= MATERIAL SHOWN =
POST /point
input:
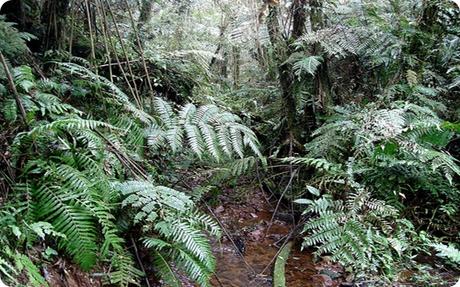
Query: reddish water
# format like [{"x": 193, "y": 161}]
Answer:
[{"x": 248, "y": 221}]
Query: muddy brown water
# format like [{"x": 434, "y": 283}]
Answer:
[{"x": 247, "y": 223}]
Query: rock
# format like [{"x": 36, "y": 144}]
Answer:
[
  {"x": 325, "y": 280},
  {"x": 219, "y": 209},
  {"x": 331, "y": 273}
]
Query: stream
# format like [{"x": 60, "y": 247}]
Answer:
[{"x": 251, "y": 241}]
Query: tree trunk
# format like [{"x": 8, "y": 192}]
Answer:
[
  {"x": 285, "y": 75},
  {"x": 54, "y": 15},
  {"x": 322, "y": 83},
  {"x": 145, "y": 13}
]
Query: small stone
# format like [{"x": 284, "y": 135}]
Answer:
[{"x": 325, "y": 280}]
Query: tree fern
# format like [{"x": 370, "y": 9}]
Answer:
[
  {"x": 207, "y": 130},
  {"x": 172, "y": 216}
]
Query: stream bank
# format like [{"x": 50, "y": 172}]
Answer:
[{"x": 247, "y": 252}]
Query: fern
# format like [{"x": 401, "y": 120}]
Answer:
[
  {"x": 207, "y": 130},
  {"x": 449, "y": 252},
  {"x": 356, "y": 232},
  {"x": 178, "y": 225}
]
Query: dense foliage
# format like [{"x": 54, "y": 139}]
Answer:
[{"x": 107, "y": 107}]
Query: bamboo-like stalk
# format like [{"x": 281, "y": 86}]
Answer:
[
  {"x": 125, "y": 76},
  {"x": 106, "y": 39},
  {"x": 88, "y": 18},
  {"x": 141, "y": 49},
  {"x": 125, "y": 52},
  {"x": 17, "y": 98}
]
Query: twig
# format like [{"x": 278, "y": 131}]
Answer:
[
  {"x": 140, "y": 261},
  {"x": 13, "y": 88},
  {"x": 279, "y": 202}
]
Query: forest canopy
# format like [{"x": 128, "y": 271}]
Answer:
[{"x": 170, "y": 142}]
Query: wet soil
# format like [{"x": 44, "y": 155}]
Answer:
[{"x": 246, "y": 254}]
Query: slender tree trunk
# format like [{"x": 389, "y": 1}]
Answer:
[
  {"x": 236, "y": 55},
  {"x": 145, "y": 13},
  {"x": 286, "y": 78},
  {"x": 322, "y": 83},
  {"x": 54, "y": 15}
]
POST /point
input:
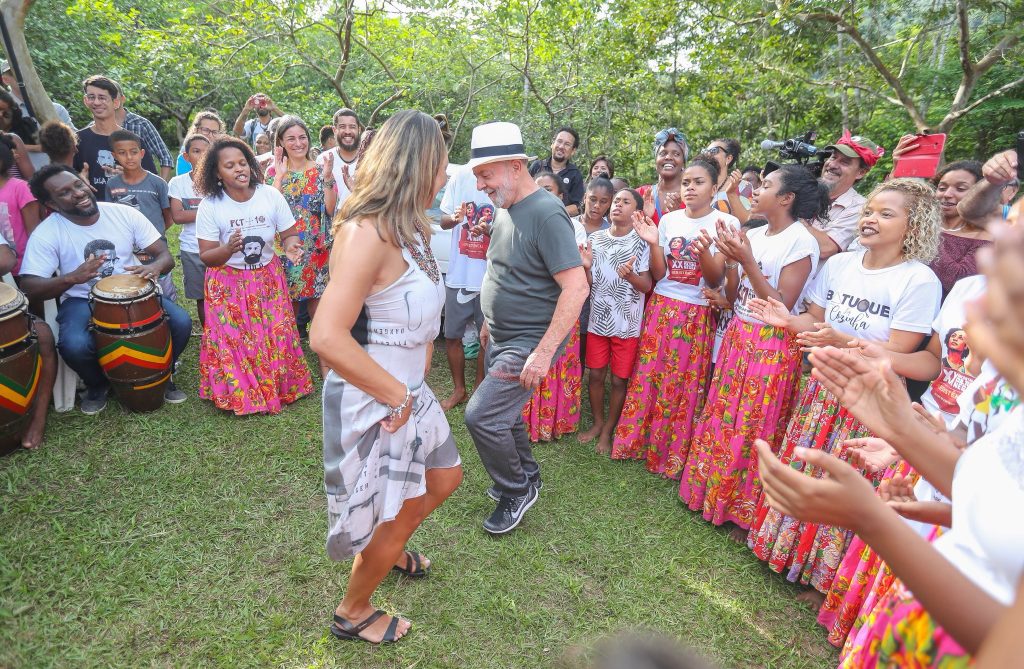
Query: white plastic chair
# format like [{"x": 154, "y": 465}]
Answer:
[{"x": 66, "y": 384}]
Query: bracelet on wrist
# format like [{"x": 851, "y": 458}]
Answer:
[{"x": 394, "y": 412}]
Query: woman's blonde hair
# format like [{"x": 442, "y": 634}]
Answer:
[
  {"x": 395, "y": 178},
  {"x": 924, "y": 221}
]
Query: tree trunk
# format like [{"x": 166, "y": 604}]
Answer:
[{"x": 13, "y": 12}]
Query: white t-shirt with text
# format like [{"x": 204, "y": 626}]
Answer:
[
  {"x": 677, "y": 232},
  {"x": 773, "y": 253},
  {"x": 615, "y": 306},
  {"x": 182, "y": 190},
  {"x": 869, "y": 303},
  {"x": 59, "y": 245},
  {"x": 259, "y": 218},
  {"x": 468, "y": 257}
]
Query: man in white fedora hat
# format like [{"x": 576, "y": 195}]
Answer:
[{"x": 532, "y": 291}]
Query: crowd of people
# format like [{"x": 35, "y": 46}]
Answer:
[{"x": 694, "y": 305}]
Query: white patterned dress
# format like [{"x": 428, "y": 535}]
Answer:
[{"x": 368, "y": 472}]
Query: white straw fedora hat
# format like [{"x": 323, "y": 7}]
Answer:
[{"x": 497, "y": 141}]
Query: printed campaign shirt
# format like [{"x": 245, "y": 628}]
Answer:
[
  {"x": 616, "y": 307},
  {"x": 259, "y": 218},
  {"x": 677, "y": 232},
  {"x": 957, "y": 367},
  {"x": 869, "y": 303},
  {"x": 182, "y": 189},
  {"x": 468, "y": 255}
]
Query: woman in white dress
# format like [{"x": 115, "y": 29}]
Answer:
[{"x": 389, "y": 457}]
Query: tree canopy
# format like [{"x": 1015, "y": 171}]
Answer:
[{"x": 615, "y": 71}]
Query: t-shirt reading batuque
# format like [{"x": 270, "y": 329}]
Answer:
[
  {"x": 468, "y": 256},
  {"x": 182, "y": 189},
  {"x": 615, "y": 306},
  {"x": 683, "y": 277},
  {"x": 259, "y": 218},
  {"x": 59, "y": 245},
  {"x": 773, "y": 253},
  {"x": 957, "y": 365},
  {"x": 869, "y": 303},
  {"x": 530, "y": 242}
]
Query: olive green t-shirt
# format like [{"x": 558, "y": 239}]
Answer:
[{"x": 530, "y": 242}]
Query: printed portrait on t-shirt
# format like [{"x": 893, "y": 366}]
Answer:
[
  {"x": 252, "y": 250},
  {"x": 474, "y": 245},
  {"x": 107, "y": 250},
  {"x": 956, "y": 372},
  {"x": 684, "y": 266}
]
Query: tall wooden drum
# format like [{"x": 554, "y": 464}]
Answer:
[
  {"x": 19, "y": 366},
  {"x": 133, "y": 340}
]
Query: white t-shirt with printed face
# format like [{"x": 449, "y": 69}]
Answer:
[
  {"x": 339, "y": 184},
  {"x": 259, "y": 218},
  {"x": 59, "y": 245},
  {"x": 615, "y": 307},
  {"x": 869, "y": 303},
  {"x": 773, "y": 253},
  {"x": 468, "y": 257},
  {"x": 955, "y": 363},
  {"x": 182, "y": 190},
  {"x": 683, "y": 277}
]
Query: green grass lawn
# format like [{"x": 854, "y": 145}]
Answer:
[{"x": 192, "y": 538}]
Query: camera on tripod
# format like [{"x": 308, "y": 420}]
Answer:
[{"x": 799, "y": 151}]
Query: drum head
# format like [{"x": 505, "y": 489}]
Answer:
[
  {"x": 121, "y": 287},
  {"x": 11, "y": 300}
]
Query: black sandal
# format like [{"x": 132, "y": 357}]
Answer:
[
  {"x": 345, "y": 630},
  {"x": 414, "y": 566}
]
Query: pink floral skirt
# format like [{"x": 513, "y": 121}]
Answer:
[
  {"x": 251, "y": 361},
  {"x": 807, "y": 552},
  {"x": 668, "y": 388},
  {"x": 756, "y": 377},
  {"x": 554, "y": 409},
  {"x": 898, "y": 632}
]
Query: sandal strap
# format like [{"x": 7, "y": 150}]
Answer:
[
  {"x": 347, "y": 625},
  {"x": 389, "y": 634}
]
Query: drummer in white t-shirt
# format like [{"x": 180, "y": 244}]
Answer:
[{"x": 81, "y": 243}]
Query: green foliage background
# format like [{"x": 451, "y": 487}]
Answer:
[{"x": 616, "y": 71}]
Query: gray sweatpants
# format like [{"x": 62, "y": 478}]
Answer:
[{"x": 494, "y": 418}]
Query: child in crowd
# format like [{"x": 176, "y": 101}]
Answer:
[
  {"x": 884, "y": 294},
  {"x": 184, "y": 202},
  {"x": 18, "y": 210},
  {"x": 617, "y": 264},
  {"x": 138, "y": 187},
  {"x": 668, "y": 389},
  {"x": 554, "y": 409},
  {"x": 758, "y": 370}
]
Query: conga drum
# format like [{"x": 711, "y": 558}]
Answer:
[
  {"x": 133, "y": 340},
  {"x": 19, "y": 366}
]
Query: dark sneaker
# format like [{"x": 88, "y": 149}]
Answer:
[
  {"x": 535, "y": 481},
  {"x": 172, "y": 395},
  {"x": 93, "y": 402},
  {"x": 509, "y": 512}
]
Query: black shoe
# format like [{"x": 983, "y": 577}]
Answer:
[
  {"x": 535, "y": 481},
  {"x": 93, "y": 402},
  {"x": 509, "y": 512}
]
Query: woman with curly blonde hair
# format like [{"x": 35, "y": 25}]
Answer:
[
  {"x": 885, "y": 294},
  {"x": 389, "y": 457}
]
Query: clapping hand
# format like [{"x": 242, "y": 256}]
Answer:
[
  {"x": 870, "y": 454},
  {"x": 626, "y": 269},
  {"x": 771, "y": 311}
]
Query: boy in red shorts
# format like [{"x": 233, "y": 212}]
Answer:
[{"x": 617, "y": 264}]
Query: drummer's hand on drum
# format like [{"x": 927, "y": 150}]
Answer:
[
  {"x": 143, "y": 270},
  {"x": 88, "y": 269},
  {"x": 293, "y": 248}
]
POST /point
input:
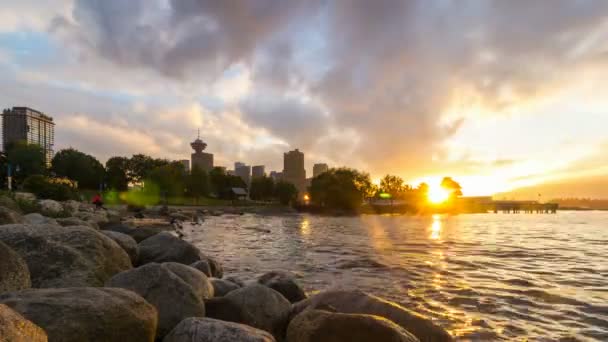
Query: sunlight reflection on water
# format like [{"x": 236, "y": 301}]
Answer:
[{"x": 482, "y": 277}]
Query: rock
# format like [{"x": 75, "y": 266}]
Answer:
[
  {"x": 165, "y": 247},
  {"x": 10, "y": 216},
  {"x": 65, "y": 256},
  {"x": 74, "y": 221},
  {"x": 36, "y": 218},
  {"x": 222, "y": 287},
  {"x": 256, "y": 305},
  {"x": 86, "y": 314},
  {"x": 358, "y": 302},
  {"x": 177, "y": 291},
  {"x": 126, "y": 242},
  {"x": 285, "y": 284},
  {"x": 16, "y": 328},
  {"x": 14, "y": 273},
  {"x": 323, "y": 326},
  {"x": 51, "y": 208},
  {"x": 139, "y": 233},
  {"x": 212, "y": 330}
]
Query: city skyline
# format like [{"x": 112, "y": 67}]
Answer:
[{"x": 373, "y": 87}]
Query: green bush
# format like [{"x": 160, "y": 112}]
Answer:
[{"x": 49, "y": 188}]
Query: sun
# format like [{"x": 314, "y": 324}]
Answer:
[{"x": 437, "y": 194}]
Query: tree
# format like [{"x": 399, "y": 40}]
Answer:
[
  {"x": 80, "y": 167},
  {"x": 285, "y": 192},
  {"x": 451, "y": 186},
  {"x": 26, "y": 160},
  {"x": 117, "y": 169},
  {"x": 341, "y": 188},
  {"x": 262, "y": 188},
  {"x": 197, "y": 183}
]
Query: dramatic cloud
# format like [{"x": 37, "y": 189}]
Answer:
[{"x": 388, "y": 86}]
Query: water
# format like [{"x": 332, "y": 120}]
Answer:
[{"x": 482, "y": 277}]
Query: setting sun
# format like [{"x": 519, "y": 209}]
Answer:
[{"x": 437, "y": 194}]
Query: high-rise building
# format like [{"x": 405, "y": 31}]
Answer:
[
  {"x": 186, "y": 164},
  {"x": 258, "y": 171},
  {"x": 293, "y": 169},
  {"x": 318, "y": 169},
  {"x": 243, "y": 171},
  {"x": 29, "y": 125},
  {"x": 199, "y": 158}
]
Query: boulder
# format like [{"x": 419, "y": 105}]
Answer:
[
  {"x": 256, "y": 305},
  {"x": 323, "y": 326},
  {"x": 285, "y": 284},
  {"x": 51, "y": 208},
  {"x": 36, "y": 218},
  {"x": 222, "y": 287},
  {"x": 14, "y": 273},
  {"x": 74, "y": 221},
  {"x": 177, "y": 291},
  {"x": 165, "y": 247},
  {"x": 65, "y": 256},
  {"x": 10, "y": 216},
  {"x": 86, "y": 314},
  {"x": 212, "y": 330},
  {"x": 126, "y": 242},
  {"x": 358, "y": 302},
  {"x": 16, "y": 328}
]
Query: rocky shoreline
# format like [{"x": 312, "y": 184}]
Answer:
[{"x": 71, "y": 273}]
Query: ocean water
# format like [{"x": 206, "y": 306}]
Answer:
[{"x": 482, "y": 277}]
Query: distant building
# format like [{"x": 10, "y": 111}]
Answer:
[
  {"x": 293, "y": 169},
  {"x": 318, "y": 169},
  {"x": 186, "y": 164},
  {"x": 29, "y": 125},
  {"x": 199, "y": 158},
  {"x": 258, "y": 171},
  {"x": 243, "y": 171}
]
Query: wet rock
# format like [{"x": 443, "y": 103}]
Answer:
[
  {"x": 177, "y": 291},
  {"x": 51, "y": 208},
  {"x": 10, "y": 216},
  {"x": 65, "y": 256},
  {"x": 285, "y": 284},
  {"x": 86, "y": 314},
  {"x": 14, "y": 273},
  {"x": 36, "y": 218},
  {"x": 358, "y": 302},
  {"x": 222, "y": 287},
  {"x": 323, "y": 326},
  {"x": 16, "y": 328},
  {"x": 74, "y": 221},
  {"x": 125, "y": 242},
  {"x": 165, "y": 247},
  {"x": 256, "y": 305},
  {"x": 212, "y": 330}
]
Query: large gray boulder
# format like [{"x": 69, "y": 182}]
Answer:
[
  {"x": 165, "y": 247},
  {"x": 65, "y": 256},
  {"x": 222, "y": 287},
  {"x": 177, "y": 291},
  {"x": 285, "y": 284},
  {"x": 256, "y": 305},
  {"x": 36, "y": 218},
  {"x": 358, "y": 302},
  {"x": 86, "y": 314},
  {"x": 16, "y": 328},
  {"x": 14, "y": 274},
  {"x": 323, "y": 326},
  {"x": 126, "y": 242},
  {"x": 212, "y": 330},
  {"x": 74, "y": 221},
  {"x": 9, "y": 216}
]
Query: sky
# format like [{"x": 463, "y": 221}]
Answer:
[{"x": 498, "y": 94}]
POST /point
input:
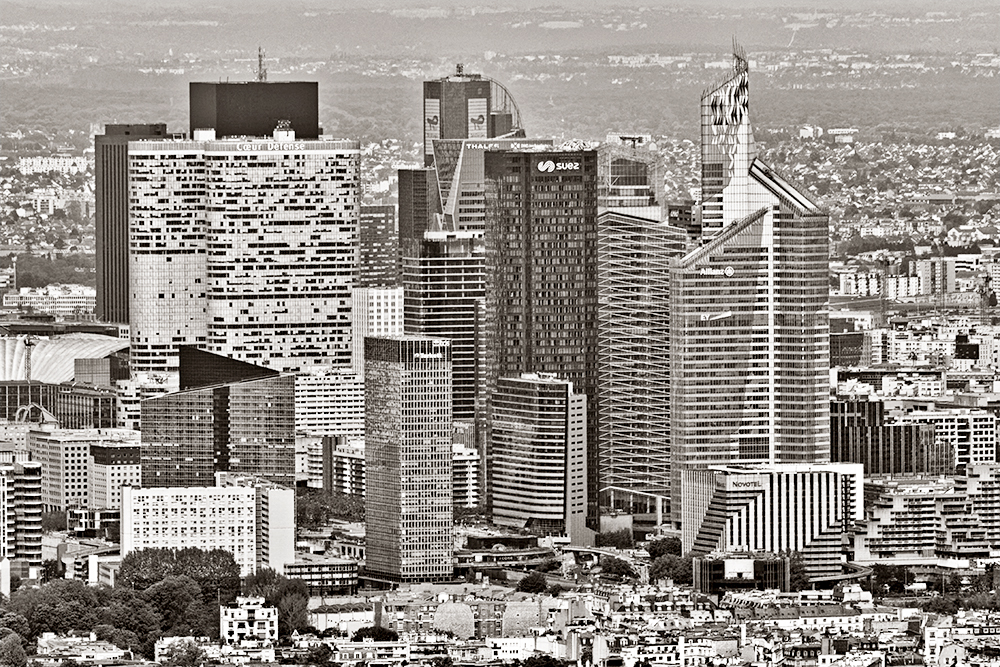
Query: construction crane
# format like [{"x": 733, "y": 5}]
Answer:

= WHAT THE TASK ASKS =
Copy every line from the one containing "Query: large gray boulder" through the end of the items, including both ends. Leave the pictures out of your copy.

= COMPLETED TASK =
Query: large gray boulder
# format like [{"x": 69, "y": 182}]
Answer:
[
  {"x": 165, "y": 247},
  {"x": 65, "y": 256},
  {"x": 222, "y": 287},
  {"x": 177, "y": 291},
  {"x": 285, "y": 284},
  {"x": 256, "y": 305},
  {"x": 36, "y": 218},
  {"x": 358, "y": 302},
  {"x": 86, "y": 314},
  {"x": 16, "y": 328},
  {"x": 14, "y": 274},
  {"x": 323, "y": 326},
  {"x": 126, "y": 242},
  {"x": 212, "y": 330},
  {"x": 74, "y": 221},
  {"x": 9, "y": 216}
]
Query: sky
# format like [{"x": 463, "y": 221}]
Answer:
[{"x": 498, "y": 94}]
POST /point
input:
Query: construction crane
# format like [{"x": 733, "y": 5}]
Answer:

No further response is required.